[GIVEN INSTRUCTION] Rewrite the passage on economies of scale, beginning at the words "Karl Marx noted" and stopping after "within the industry.", with each "trade liberalization" changed to "market opening".

[EXTRACT PROVIDED]
** start **

Karl Marx noted that large scale manufacturing allowed economical use of products that would otherwise be waste. Marx cited the chemical industry as an example, which today along with petrochemicals, remains highly dependent on turning various residual reactant streams into salable products. In the pulp and paper industry, it is economical to burn bark and fine wood particles to produce process steam and to recover the spent pulping chemicals for conversion back to a usable form.

===Economies of scale and the size of exporter===
Large and more productive firms typically generate enough net revenues abroad to cover the fixed costs associated with exporting. However, in the event of trade liberalization, resources will have to be reallocated toward the more productive firm, which raises the average productivity within the industry.

Firms differ in their labor productivity and the quality of their products, so more efficient firms are more likely to generate more net income abroad and thus become exporters of their goods or services. There is a correlating relationship between a firm's total sales and underlying efficiency. Firms with higher productivity will always outperform a firm with lower productivity which will lead to lower sales. Through trade liberalization, organizations are able to drop their trade costs due to export growth. However, trade liberalization does not account for any tariff reduction or shipping logistics improvement. However, total economies of scale is based on the exporters individual frequency and size. So large-scale companies are more likely to have a lower cost per unit as opposed to small-scale companies. Likewise, high trade frequency companies are able to reduce their overall cost attributed per unit when compared to those of low-trade frequency companies.

** end **

[DATA EXCERPTS]
** start **

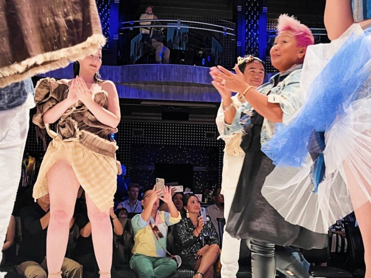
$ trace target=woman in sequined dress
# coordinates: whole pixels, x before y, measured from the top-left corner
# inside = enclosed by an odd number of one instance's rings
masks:
[[[206,223],[199,216],[201,205],[194,194],[183,197],[187,217],[175,225],[173,235],[175,254],[182,259],[182,267],[196,271],[194,277],[212,278],[220,249],[217,233],[211,219]]]
[[[262,193],[287,221],[324,234],[354,210],[370,278],[371,0],[327,0],[324,20],[331,42],[308,49],[303,105],[262,146],[277,167]]]
[[[109,210],[119,173],[118,147],[109,135],[117,132],[121,114],[114,84],[97,77],[102,49],[97,50],[75,64],[76,78],[45,78],[35,89],[37,111],[33,122],[53,138],[33,193],[35,199],[48,193],[50,197],[46,238],[49,277],[62,277],[70,221],[81,185],[85,192],[100,277],[111,277],[113,235]],[[56,132],[49,125],[56,122]]]

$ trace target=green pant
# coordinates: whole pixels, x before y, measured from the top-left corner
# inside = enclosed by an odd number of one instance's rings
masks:
[[[134,255],[130,268],[139,278],[166,278],[177,269],[177,263],[170,258],[155,258]]]

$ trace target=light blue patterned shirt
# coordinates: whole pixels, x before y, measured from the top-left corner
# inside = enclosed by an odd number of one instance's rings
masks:
[[[298,96],[297,90],[299,89],[299,82],[301,76],[303,64],[294,66],[282,73],[277,73],[272,76],[269,82],[258,87],[257,90],[268,96],[268,102],[278,103],[282,112],[283,123],[290,119],[302,106],[302,100]],[[277,85],[275,86],[275,84]],[[236,110],[233,121],[230,125],[225,124],[224,135],[228,136],[240,132],[242,125],[239,123],[242,113],[253,108],[248,102],[243,103],[241,107]],[[260,133],[260,143],[262,145],[273,137],[275,123],[264,118]]]
[[[33,94],[31,77],[0,88],[0,111],[20,106],[26,102],[29,94]]]
[[[371,0],[352,0],[352,9],[356,23],[371,18]]]

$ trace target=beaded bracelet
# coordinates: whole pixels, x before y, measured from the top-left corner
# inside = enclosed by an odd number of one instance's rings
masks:
[[[251,89],[252,88],[253,88],[253,87],[254,86],[252,86],[252,85],[250,85],[250,86],[249,86],[247,88],[245,89],[245,90],[243,91],[243,92],[241,94],[241,95],[244,96],[245,94],[246,94],[246,93],[247,92],[247,91]]]
[[[229,105],[227,105],[227,106],[224,107],[223,106],[223,111],[226,111],[228,110],[230,110],[233,107],[233,102],[232,102]]]

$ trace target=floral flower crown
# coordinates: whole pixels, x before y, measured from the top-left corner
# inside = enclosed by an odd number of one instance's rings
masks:
[[[252,62],[255,60],[257,60],[259,62],[260,62],[263,63],[262,60],[256,57],[254,57],[252,55],[248,55],[245,56],[243,58],[242,57],[238,57],[237,58],[237,65],[240,66],[243,63],[246,63],[246,64],[248,64],[250,62]]]

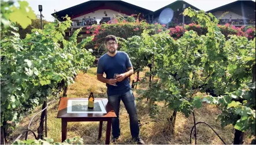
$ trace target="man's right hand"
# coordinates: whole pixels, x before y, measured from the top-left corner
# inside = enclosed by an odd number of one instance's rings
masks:
[[[107,79],[107,83],[110,85],[114,86],[117,82],[116,79]]]

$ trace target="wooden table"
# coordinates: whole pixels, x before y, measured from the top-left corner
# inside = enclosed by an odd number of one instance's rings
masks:
[[[86,100],[84,98],[61,98],[60,106],[58,110],[57,118],[61,119],[61,137],[63,142],[66,139],[66,132],[68,122],[75,121],[99,121],[99,138],[101,139],[102,131],[103,121],[107,121],[107,130],[106,132],[106,144],[109,144],[110,139],[111,120],[113,117],[116,117],[116,113],[113,110],[112,106],[107,102],[106,98],[95,98],[95,100],[101,100],[107,113],[68,113],[68,100]]]

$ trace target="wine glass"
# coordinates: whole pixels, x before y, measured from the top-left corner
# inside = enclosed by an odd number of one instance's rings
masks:
[[[115,79],[117,78],[117,77],[118,77],[118,75],[119,75],[118,74],[114,74],[114,78],[115,78]],[[114,83],[114,86],[117,86],[116,83]]]

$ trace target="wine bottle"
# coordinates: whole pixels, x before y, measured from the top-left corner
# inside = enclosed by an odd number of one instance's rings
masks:
[[[91,89],[91,94],[88,100],[88,109],[93,109],[94,107],[94,96],[92,89]]]

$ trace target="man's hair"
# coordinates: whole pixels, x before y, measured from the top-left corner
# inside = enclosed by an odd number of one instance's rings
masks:
[[[105,37],[105,43],[106,43],[108,41],[112,40],[117,43],[117,37],[114,35],[108,35]]]

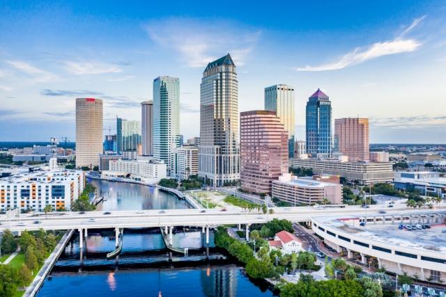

** end **

[THE RESULT]
Karl Marx noted that large scale manufacturing allowed economical use of products that would otherwise be waste. Marx cited the chemical industry as an example, which today along with petrochemicals, remains highly dependent on turning various residual reactant streams into salable products. In the pulp and paper industry, it is economical to burn bark and fine wood particles to produce process steam and to recover the spent pulping chemicals for conversion back to a usable form.

===Economies of scale and the size of exporter===
Large and more productive firms typically generate enough net revenues abroad to cover the fixed costs associated with exporting. However, in the event of market opening, resources will have to be reallocated toward the more productive firm, which raises the average productivity within the industry.